[[ RECORDS FOR PROCESSING, beginning ]]
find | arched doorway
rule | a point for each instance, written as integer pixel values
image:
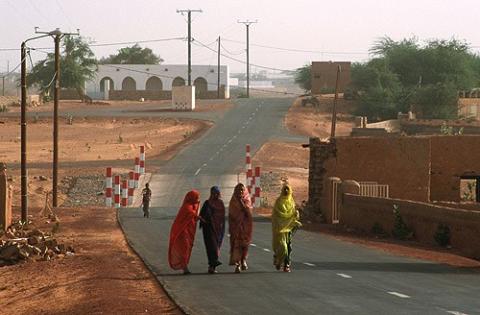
(129, 84)
(102, 84)
(178, 81)
(201, 86)
(153, 84)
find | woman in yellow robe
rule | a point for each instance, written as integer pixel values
(285, 219)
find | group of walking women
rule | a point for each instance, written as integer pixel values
(285, 220)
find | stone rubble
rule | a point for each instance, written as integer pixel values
(20, 244)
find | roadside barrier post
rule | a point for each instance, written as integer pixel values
(257, 187)
(125, 193)
(108, 187)
(117, 191)
(248, 164)
(131, 187)
(137, 171)
(251, 190)
(142, 159)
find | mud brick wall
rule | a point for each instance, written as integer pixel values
(452, 157)
(320, 152)
(403, 163)
(362, 213)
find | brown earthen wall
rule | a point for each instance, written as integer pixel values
(324, 76)
(363, 212)
(452, 157)
(402, 163)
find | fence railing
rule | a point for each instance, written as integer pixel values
(372, 189)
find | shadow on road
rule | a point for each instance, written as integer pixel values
(387, 267)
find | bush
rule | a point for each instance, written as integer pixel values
(400, 229)
(378, 230)
(442, 235)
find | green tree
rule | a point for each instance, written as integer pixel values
(77, 65)
(303, 77)
(405, 75)
(133, 55)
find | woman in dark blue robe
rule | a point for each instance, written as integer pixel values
(212, 223)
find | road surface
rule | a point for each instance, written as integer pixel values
(329, 276)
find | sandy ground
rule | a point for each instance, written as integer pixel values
(293, 168)
(103, 277)
(89, 140)
(161, 105)
(316, 122)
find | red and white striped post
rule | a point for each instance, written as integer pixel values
(142, 159)
(125, 193)
(117, 191)
(137, 171)
(249, 181)
(251, 190)
(108, 187)
(257, 190)
(248, 165)
(131, 187)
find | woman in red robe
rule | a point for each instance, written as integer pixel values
(240, 226)
(182, 234)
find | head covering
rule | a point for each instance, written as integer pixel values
(284, 214)
(182, 233)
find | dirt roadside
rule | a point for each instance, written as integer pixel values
(279, 168)
(104, 276)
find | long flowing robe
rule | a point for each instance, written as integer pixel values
(182, 233)
(213, 228)
(285, 218)
(240, 225)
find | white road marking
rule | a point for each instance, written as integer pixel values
(400, 295)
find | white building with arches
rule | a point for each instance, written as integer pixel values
(132, 81)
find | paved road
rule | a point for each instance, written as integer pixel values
(329, 276)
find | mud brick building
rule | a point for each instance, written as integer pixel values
(324, 76)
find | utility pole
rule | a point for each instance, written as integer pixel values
(334, 109)
(57, 35)
(247, 23)
(23, 133)
(218, 69)
(189, 14)
(23, 127)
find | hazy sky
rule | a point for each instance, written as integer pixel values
(335, 30)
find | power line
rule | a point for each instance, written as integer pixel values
(240, 61)
(109, 44)
(208, 83)
(300, 50)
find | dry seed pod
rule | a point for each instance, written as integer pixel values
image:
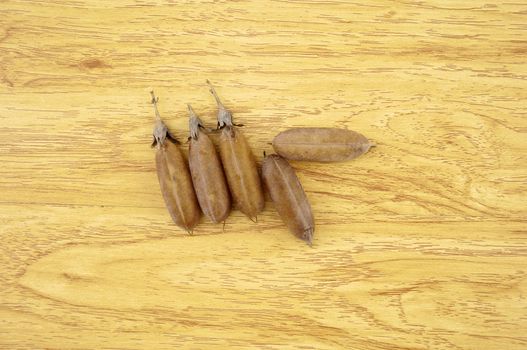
(174, 177)
(288, 196)
(207, 173)
(321, 144)
(239, 164)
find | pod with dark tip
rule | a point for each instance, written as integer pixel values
(174, 177)
(239, 164)
(321, 144)
(288, 196)
(207, 173)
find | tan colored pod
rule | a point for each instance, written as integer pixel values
(207, 173)
(288, 196)
(321, 144)
(239, 164)
(174, 177)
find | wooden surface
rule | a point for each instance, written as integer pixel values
(419, 244)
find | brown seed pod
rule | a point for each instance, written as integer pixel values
(207, 173)
(320, 144)
(239, 164)
(288, 196)
(174, 176)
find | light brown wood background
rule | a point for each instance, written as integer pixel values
(420, 244)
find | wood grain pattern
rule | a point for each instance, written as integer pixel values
(420, 243)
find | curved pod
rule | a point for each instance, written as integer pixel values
(321, 144)
(174, 177)
(207, 173)
(239, 164)
(288, 196)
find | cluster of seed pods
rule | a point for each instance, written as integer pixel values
(212, 183)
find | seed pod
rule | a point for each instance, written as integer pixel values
(207, 173)
(174, 177)
(320, 144)
(239, 164)
(288, 196)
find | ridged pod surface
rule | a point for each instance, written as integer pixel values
(174, 177)
(207, 173)
(321, 144)
(288, 196)
(239, 164)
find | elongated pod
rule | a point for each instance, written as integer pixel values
(288, 196)
(321, 144)
(239, 164)
(207, 173)
(174, 177)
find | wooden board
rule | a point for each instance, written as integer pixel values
(419, 244)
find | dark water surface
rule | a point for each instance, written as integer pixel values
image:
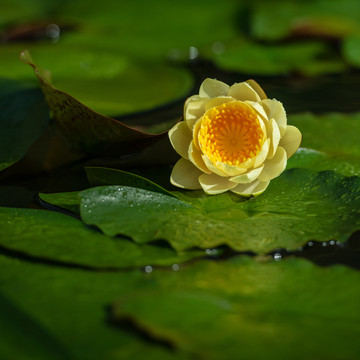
(319, 95)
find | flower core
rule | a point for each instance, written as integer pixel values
(230, 133)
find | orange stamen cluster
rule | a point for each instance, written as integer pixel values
(230, 133)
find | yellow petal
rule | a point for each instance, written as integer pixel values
(196, 159)
(274, 135)
(291, 140)
(275, 109)
(214, 184)
(217, 101)
(254, 188)
(257, 88)
(180, 137)
(243, 91)
(212, 167)
(258, 108)
(233, 170)
(196, 129)
(248, 176)
(185, 175)
(211, 88)
(194, 108)
(261, 157)
(275, 166)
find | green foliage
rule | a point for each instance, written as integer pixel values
(24, 116)
(118, 270)
(330, 142)
(298, 206)
(56, 237)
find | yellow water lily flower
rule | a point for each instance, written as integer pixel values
(231, 138)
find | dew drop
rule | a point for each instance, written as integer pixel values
(175, 267)
(148, 269)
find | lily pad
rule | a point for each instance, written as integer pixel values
(299, 206)
(70, 307)
(23, 118)
(51, 236)
(330, 142)
(308, 58)
(274, 20)
(37, 342)
(85, 129)
(250, 310)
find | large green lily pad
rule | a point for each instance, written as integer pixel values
(23, 118)
(50, 236)
(250, 310)
(299, 206)
(309, 58)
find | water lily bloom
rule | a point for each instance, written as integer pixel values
(231, 138)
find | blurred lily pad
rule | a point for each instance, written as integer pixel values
(241, 308)
(274, 20)
(60, 238)
(351, 50)
(37, 342)
(330, 142)
(287, 215)
(306, 58)
(70, 307)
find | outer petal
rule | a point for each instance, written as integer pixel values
(231, 170)
(291, 140)
(257, 88)
(185, 175)
(254, 188)
(217, 101)
(274, 135)
(193, 109)
(196, 159)
(247, 177)
(196, 129)
(275, 109)
(261, 157)
(275, 166)
(214, 184)
(243, 91)
(258, 108)
(180, 137)
(211, 88)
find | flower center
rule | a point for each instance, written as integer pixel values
(230, 133)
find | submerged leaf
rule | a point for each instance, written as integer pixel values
(299, 206)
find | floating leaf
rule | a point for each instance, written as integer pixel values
(70, 305)
(23, 118)
(20, 335)
(250, 310)
(57, 237)
(105, 176)
(330, 142)
(298, 206)
(86, 129)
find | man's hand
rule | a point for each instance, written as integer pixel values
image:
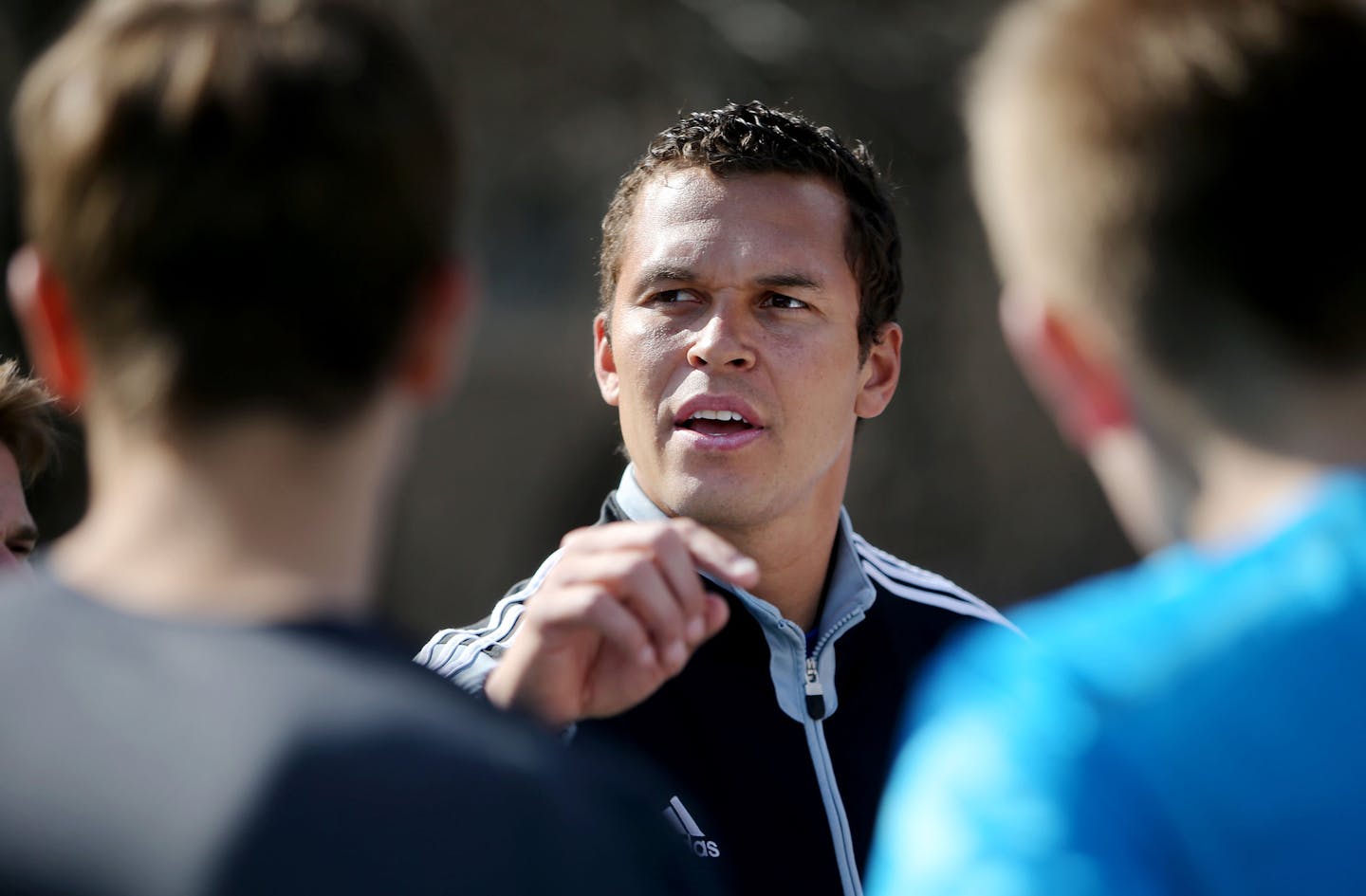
(619, 614)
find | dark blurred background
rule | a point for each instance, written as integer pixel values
(963, 474)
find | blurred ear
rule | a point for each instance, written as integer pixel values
(1076, 380)
(43, 309)
(881, 372)
(434, 357)
(604, 362)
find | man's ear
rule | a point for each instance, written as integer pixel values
(436, 344)
(1074, 377)
(604, 362)
(43, 309)
(881, 372)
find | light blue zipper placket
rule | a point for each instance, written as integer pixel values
(813, 698)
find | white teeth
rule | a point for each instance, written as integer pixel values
(719, 415)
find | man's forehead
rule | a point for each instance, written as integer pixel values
(686, 216)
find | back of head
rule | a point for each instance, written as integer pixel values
(242, 197)
(1190, 170)
(28, 428)
(751, 138)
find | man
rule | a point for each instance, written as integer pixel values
(748, 282)
(1167, 189)
(239, 214)
(28, 442)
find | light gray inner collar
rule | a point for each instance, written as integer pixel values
(848, 588)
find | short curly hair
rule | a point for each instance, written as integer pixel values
(28, 428)
(751, 138)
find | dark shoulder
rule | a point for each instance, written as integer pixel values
(906, 591)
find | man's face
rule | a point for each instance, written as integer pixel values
(734, 353)
(15, 523)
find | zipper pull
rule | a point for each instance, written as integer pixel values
(814, 694)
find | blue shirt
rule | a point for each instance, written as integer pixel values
(1190, 725)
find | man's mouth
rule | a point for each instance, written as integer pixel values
(710, 422)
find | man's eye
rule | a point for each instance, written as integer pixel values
(674, 297)
(778, 300)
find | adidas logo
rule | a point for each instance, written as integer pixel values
(683, 822)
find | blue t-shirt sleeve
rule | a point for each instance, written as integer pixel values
(1007, 784)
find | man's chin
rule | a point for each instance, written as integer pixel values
(716, 505)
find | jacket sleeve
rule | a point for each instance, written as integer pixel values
(466, 656)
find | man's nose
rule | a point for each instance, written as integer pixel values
(722, 343)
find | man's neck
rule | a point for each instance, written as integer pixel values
(1244, 489)
(794, 557)
(256, 522)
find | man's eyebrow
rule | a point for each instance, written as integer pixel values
(28, 532)
(673, 273)
(788, 281)
(663, 273)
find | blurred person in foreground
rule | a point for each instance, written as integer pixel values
(750, 275)
(1170, 192)
(28, 446)
(239, 214)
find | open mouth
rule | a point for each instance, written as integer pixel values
(716, 422)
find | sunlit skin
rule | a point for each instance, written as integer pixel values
(736, 294)
(15, 522)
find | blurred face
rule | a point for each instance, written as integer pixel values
(732, 353)
(15, 523)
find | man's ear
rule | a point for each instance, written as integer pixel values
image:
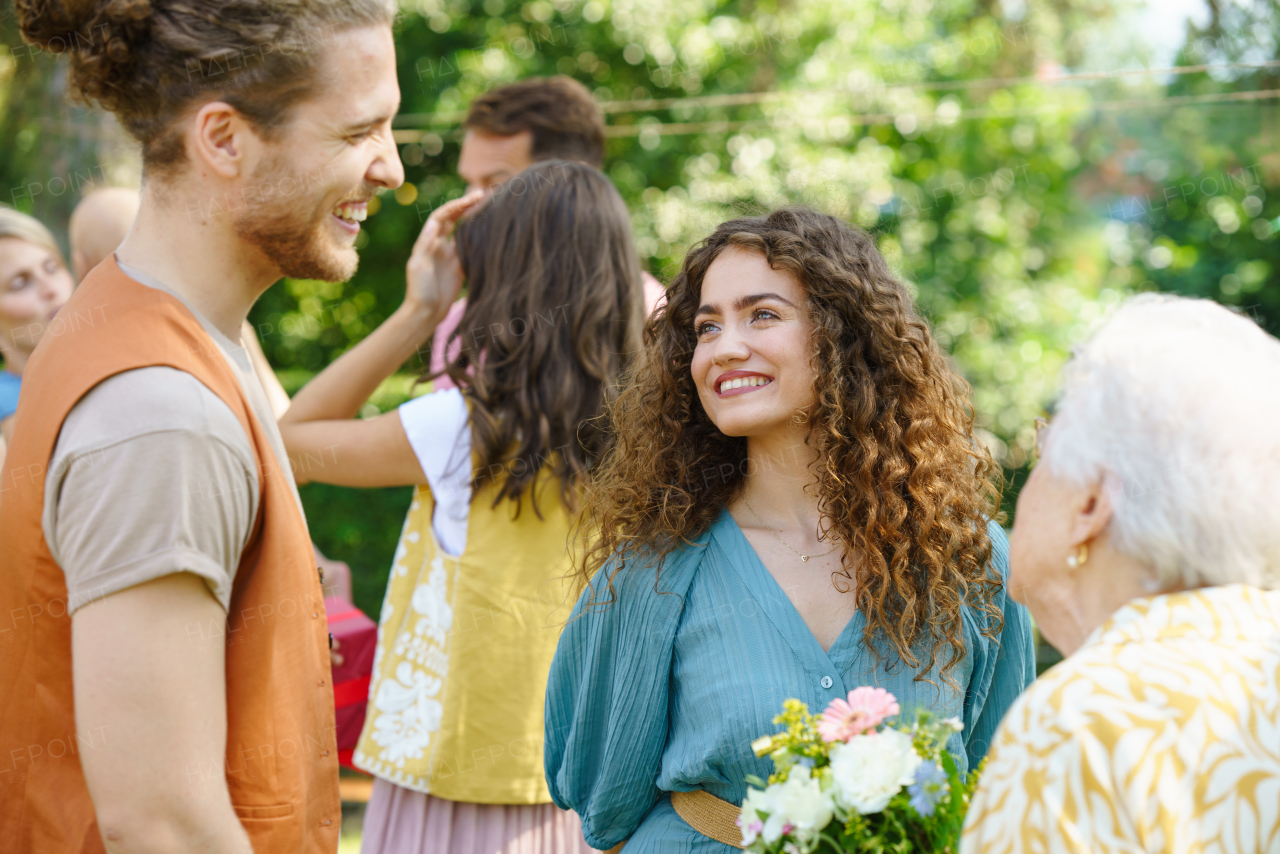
(1093, 511)
(220, 140)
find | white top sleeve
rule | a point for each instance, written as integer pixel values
(439, 430)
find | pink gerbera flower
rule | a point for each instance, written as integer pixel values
(864, 709)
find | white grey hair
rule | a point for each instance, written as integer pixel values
(1174, 405)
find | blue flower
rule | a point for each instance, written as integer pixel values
(929, 788)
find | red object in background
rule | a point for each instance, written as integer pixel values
(357, 639)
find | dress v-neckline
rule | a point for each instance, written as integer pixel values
(782, 611)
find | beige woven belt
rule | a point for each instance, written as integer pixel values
(707, 814)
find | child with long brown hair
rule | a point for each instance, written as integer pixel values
(794, 460)
(469, 626)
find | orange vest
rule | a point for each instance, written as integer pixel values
(282, 758)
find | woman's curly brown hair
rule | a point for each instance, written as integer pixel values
(900, 479)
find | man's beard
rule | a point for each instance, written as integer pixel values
(286, 228)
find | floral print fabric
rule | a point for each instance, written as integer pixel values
(1161, 734)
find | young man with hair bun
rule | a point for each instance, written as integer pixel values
(165, 684)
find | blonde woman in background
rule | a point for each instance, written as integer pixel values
(1147, 546)
(33, 286)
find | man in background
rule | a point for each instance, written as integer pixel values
(99, 224)
(508, 129)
[[ RECORDS FOR PROCESSING, end ]]
• AIM OF THE EXERCISE
Only the lines above starting at the line that holds "find | man's chin" and ending at the line that holds "find | blurred person in foreground" are to be repeated, exactly and in full.

• RESPONSE
find | man's chin
rule | a point for each instance, written as integer pixel values
(716, 505)
find | jacket sleeve
rule | a point for each instance, written as integer pixel values
(466, 656)
find | man's nose
rule | a point for each instance, written as integer pixel values
(722, 343)
find | man's neck
rule | a point for each instance, written as integer pixel values
(1244, 489)
(794, 557)
(256, 522)
find | man's eyebrow
rule | a point for each instance, written as integer pixel values
(28, 532)
(673, 273)
(788, 281)
(663, 273)
find | blurred person in foreground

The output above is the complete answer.